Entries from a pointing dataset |
⟨

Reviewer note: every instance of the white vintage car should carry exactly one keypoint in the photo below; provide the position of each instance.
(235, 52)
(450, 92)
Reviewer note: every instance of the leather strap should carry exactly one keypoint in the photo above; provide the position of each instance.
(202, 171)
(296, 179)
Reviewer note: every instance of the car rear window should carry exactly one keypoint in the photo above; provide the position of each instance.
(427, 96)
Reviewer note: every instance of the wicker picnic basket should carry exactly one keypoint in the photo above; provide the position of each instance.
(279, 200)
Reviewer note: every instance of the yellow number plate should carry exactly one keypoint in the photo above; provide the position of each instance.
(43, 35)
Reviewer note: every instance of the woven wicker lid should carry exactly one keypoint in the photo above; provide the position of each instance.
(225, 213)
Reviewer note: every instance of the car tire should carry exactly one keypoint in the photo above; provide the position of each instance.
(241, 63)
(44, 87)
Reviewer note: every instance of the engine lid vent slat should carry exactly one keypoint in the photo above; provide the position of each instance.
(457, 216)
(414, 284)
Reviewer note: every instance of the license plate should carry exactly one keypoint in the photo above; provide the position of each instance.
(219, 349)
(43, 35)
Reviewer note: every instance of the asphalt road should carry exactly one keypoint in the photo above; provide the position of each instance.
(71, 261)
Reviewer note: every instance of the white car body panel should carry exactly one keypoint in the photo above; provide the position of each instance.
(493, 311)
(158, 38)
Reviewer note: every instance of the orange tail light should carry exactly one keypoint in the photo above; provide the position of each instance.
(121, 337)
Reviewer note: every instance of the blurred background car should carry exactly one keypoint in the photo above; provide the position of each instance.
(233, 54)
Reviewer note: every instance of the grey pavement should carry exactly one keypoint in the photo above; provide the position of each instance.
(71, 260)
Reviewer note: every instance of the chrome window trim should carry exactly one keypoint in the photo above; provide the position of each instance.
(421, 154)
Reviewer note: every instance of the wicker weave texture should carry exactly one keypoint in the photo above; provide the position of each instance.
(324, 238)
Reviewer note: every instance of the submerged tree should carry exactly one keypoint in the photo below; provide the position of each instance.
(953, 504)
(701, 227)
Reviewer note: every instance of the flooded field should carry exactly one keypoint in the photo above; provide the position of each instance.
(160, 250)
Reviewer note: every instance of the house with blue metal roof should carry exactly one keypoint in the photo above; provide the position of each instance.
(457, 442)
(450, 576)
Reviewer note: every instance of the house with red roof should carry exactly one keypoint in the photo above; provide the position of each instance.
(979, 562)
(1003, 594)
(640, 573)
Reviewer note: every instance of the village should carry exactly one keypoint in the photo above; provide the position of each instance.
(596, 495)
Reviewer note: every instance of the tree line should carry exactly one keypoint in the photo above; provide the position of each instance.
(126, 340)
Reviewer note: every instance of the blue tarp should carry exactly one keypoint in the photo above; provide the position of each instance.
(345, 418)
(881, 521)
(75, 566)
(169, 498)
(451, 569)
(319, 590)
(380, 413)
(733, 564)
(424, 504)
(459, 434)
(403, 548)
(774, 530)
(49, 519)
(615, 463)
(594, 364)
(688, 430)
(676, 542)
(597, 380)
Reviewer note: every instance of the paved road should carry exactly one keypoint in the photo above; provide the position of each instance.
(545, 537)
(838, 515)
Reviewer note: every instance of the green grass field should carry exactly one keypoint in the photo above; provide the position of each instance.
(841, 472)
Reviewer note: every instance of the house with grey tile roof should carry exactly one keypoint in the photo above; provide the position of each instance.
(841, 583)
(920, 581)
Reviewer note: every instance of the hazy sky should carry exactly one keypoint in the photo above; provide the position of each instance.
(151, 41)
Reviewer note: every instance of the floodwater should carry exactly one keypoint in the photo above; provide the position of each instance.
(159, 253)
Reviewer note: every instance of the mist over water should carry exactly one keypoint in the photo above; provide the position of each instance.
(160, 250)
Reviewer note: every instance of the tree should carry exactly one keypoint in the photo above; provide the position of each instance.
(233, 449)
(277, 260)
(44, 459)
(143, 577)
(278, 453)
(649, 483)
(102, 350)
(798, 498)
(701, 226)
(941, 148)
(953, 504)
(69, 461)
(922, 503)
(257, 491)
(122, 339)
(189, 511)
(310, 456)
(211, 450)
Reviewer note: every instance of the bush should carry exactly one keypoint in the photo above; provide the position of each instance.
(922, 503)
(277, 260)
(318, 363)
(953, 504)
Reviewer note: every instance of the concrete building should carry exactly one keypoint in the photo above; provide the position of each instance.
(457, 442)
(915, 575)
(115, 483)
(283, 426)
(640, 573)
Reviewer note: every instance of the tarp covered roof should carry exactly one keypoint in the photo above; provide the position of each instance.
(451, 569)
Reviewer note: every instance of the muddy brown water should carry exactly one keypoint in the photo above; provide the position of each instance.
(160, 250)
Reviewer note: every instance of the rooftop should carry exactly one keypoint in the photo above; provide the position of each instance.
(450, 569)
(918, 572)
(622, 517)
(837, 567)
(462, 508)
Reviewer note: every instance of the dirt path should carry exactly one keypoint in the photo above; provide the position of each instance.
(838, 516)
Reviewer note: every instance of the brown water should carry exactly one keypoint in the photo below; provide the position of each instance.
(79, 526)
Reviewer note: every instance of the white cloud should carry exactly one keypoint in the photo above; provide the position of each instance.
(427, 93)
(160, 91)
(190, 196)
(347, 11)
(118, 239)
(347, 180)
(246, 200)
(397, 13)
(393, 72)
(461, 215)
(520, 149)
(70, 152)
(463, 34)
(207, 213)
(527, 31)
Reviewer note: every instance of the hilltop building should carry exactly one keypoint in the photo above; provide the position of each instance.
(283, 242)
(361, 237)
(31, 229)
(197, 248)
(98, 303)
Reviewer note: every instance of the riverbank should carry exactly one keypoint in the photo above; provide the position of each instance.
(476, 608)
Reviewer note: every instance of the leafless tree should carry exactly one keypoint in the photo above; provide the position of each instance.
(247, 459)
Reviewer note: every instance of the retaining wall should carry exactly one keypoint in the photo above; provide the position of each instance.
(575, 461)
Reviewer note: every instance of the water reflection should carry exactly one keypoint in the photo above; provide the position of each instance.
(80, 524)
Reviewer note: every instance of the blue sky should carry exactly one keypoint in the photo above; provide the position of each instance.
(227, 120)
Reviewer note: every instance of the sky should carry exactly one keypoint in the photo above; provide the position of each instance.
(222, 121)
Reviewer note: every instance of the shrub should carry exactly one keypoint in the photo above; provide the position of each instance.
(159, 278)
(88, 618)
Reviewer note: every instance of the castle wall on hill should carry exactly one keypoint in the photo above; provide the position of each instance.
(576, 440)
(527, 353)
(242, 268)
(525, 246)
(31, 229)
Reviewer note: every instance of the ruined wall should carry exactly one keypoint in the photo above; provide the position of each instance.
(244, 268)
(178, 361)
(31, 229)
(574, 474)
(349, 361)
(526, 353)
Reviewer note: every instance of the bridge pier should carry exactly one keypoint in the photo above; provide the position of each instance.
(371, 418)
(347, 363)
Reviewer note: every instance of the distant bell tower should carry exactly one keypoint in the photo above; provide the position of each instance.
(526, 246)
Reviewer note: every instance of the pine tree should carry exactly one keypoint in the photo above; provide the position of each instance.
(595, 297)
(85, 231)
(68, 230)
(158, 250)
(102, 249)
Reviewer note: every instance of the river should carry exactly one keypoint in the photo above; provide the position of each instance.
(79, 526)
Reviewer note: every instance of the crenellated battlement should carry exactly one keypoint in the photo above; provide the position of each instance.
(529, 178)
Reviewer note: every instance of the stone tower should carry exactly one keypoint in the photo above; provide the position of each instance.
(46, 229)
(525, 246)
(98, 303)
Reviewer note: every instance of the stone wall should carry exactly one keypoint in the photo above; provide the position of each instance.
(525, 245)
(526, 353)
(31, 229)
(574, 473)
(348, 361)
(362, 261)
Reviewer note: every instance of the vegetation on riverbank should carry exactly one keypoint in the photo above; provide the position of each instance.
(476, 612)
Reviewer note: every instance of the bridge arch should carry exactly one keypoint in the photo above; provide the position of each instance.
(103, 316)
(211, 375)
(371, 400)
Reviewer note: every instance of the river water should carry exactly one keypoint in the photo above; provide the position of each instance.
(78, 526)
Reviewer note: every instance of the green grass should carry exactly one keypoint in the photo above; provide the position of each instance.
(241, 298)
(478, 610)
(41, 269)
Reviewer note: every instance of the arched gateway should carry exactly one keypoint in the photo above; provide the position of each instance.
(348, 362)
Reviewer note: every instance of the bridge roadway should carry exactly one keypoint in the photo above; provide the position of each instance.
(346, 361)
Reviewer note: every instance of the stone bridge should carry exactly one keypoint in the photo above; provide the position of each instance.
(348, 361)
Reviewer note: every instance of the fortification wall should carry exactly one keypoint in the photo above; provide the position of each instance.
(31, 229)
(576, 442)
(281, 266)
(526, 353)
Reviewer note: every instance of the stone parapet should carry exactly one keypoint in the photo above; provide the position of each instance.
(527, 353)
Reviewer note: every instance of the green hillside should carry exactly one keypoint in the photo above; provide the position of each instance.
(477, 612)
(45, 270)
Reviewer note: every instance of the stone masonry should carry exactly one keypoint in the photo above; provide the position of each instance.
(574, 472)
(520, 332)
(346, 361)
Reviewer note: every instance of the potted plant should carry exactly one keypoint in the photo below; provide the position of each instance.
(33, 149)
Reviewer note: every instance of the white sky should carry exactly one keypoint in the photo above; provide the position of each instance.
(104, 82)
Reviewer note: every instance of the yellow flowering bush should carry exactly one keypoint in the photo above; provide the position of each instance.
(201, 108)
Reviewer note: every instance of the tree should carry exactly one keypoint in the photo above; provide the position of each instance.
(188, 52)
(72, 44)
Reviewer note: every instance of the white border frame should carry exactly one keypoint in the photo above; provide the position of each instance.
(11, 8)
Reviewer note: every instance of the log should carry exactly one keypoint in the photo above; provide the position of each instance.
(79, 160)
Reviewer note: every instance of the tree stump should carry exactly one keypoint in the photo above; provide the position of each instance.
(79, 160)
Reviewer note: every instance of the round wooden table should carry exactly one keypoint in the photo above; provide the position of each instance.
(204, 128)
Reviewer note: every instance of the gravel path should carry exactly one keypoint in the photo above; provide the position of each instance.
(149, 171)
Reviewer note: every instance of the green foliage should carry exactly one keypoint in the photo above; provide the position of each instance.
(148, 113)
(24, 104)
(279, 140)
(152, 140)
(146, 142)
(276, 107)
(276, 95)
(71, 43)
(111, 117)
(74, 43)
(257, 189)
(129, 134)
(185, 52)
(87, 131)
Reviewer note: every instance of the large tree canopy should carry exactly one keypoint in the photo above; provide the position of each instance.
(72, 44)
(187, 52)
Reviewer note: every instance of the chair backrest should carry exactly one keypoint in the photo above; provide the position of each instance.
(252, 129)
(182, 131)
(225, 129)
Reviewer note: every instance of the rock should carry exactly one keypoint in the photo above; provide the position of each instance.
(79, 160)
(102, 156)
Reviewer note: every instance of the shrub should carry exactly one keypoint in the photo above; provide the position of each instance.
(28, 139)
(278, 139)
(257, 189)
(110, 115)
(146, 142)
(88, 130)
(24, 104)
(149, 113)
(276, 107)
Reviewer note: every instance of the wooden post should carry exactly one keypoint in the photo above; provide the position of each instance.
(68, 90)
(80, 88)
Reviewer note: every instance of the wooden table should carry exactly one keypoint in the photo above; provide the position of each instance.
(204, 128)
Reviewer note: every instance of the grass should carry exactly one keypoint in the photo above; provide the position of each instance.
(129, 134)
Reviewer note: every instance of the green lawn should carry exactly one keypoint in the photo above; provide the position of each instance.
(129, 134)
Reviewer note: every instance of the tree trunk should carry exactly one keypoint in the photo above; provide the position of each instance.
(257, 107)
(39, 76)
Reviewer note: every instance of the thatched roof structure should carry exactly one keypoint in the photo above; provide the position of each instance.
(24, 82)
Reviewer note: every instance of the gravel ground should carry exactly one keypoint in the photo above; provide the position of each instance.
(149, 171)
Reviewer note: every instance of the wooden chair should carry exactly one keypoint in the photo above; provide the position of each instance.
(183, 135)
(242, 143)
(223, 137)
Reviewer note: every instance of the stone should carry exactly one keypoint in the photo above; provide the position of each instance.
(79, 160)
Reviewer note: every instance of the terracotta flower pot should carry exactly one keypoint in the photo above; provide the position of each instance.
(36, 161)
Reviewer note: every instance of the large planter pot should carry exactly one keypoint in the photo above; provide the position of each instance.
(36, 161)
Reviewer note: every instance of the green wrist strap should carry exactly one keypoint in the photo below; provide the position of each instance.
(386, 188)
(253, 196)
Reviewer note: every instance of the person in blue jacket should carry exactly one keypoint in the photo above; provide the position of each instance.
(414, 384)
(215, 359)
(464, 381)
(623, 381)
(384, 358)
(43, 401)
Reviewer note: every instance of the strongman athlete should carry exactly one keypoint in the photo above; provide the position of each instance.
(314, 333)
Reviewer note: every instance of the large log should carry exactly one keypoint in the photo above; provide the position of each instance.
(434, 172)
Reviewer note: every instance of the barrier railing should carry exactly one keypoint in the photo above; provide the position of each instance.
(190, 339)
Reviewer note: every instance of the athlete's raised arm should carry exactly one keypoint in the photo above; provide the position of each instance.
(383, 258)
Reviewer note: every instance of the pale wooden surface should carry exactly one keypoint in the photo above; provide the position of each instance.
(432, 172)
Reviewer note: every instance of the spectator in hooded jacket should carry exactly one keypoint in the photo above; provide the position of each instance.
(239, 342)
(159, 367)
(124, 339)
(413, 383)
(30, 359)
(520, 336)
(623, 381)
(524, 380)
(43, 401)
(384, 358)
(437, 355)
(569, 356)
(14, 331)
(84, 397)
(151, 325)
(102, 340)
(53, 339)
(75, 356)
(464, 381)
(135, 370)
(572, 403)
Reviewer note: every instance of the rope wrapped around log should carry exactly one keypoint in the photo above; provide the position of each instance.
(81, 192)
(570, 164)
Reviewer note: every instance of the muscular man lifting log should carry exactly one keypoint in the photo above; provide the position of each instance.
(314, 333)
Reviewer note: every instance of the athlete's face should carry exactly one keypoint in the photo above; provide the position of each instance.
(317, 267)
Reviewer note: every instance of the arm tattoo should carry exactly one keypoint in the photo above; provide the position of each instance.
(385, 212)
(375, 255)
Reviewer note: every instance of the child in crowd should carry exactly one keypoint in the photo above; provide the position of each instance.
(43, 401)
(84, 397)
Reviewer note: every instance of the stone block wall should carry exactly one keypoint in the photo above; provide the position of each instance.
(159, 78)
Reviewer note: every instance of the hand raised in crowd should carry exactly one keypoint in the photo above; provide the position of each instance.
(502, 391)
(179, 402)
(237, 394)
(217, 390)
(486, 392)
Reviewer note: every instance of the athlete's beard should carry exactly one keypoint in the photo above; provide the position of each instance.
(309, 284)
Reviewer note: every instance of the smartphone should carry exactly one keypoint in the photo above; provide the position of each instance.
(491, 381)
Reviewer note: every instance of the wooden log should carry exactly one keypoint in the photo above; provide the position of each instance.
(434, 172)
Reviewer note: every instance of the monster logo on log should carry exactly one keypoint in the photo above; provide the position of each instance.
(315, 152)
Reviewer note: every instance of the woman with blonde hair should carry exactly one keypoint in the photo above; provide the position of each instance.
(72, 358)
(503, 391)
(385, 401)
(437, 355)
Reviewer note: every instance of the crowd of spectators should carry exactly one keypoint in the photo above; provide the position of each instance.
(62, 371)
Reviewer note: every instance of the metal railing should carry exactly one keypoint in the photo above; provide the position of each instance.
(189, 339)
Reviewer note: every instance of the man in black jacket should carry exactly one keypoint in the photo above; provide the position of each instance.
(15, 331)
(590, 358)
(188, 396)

⟩

Starting from the line containing "Reviewer note: every instance of the crowd", repeat each line through the end of the entries, exactly.

WRITTEN REPLY |
Reviewer note: every instance of the crowd of spectators should carry exactly one keypoint in the photo above; provide the position of each instance.
(62, 371)
Reviewer note: every instance of the metal railing should carry exactly one keypoint in the photo above; provide the position of each instance.
(189, 339)
Reviewer note: every instance of the man in black jacket should carry exactly one keypoint in the photo above; provide the position of each instance.
(15, 331)
(590, 358)
(188, 396)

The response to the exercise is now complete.